>> START SELECTED TEXT

The leading authority on all aspects of family law

16 JUL 2014

Almost 20,000 more parents defend themselves in family court cases

Almost 20,000 more parents defend themselves in family court cases

Following cuts to legal aid almost 20,000 more parents went to court without a lawyer in 2013/14, according to unpublished Government figures.

The surge in unrepresented parents contesting child contact and residence cases follows the withdrawal of legal aid from family lawyers in April 2013 for most private family law matters.


Far from reducing the number of warring parents heading to court, cuts to legal aid resulted in an annual increase. But it is the surge in the number of unrepresented parents that will be a cause for concern among parenting and child welfare organisations.

For the first time ever, over half (58%) of all parents who attended court in 2013/14 did so without a lawyer to represent them. In total, UK family courts dealt with 19,140 more unrepresented parents leading to an unprecedented warning from judges about courtroom delays and access to justice.

>> END SELECTED TEXT

REQUIREMENT A |
In the article on unrepresented parents, what share of parents who attended family court in 2013/14 had no lawyer?
REQUIREMENT B |
Write the next part of the article on unrepresented parents in family courts, starting after its last sentence.
The lines that come next are separate material, unconnected to the article on unrepresented parents.

>> START RECORDS

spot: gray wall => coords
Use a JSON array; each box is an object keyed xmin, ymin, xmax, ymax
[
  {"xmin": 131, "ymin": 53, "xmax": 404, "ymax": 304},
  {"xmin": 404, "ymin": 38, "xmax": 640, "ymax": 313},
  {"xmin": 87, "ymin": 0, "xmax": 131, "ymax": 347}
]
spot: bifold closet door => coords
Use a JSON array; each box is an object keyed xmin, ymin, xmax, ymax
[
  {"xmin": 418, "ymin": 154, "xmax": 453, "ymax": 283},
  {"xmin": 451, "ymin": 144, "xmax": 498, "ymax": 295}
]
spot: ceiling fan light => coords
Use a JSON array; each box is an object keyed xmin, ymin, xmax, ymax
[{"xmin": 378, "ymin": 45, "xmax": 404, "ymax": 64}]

>> END RECORDS

RESPONSE A |
Over half, 58%.

RESPONSE B |
Jerry Karlin, Chair of shared parenting charity, Families Need Fathers said:

'It is staggering that so many parents are effectively being left to fend for themselves. We urgently need to develop affordable and compelling services that strive to keep parents from the courtroom. Children need their parents to communicate effectively with each other so that conflict can be addressed and ultimately resolved.'
Over half the rise in the number of unrepresented parties were women as low-income mums bore the brunt of the cuts to legal aid. Without access to legal aid for representation at court, the number of unrepresented mothers surged by 52% to almost 35,000. And for the first time, mothers made up more than half (53%) of all unrepresented parents attending court to contest child arrangements.

In fact, more mothers appeared at court in 2013/14 without a lawyer than with one. This is a total turnaround given over 60% of women at court were represented by lawyers in 2012/13 when legal was still available.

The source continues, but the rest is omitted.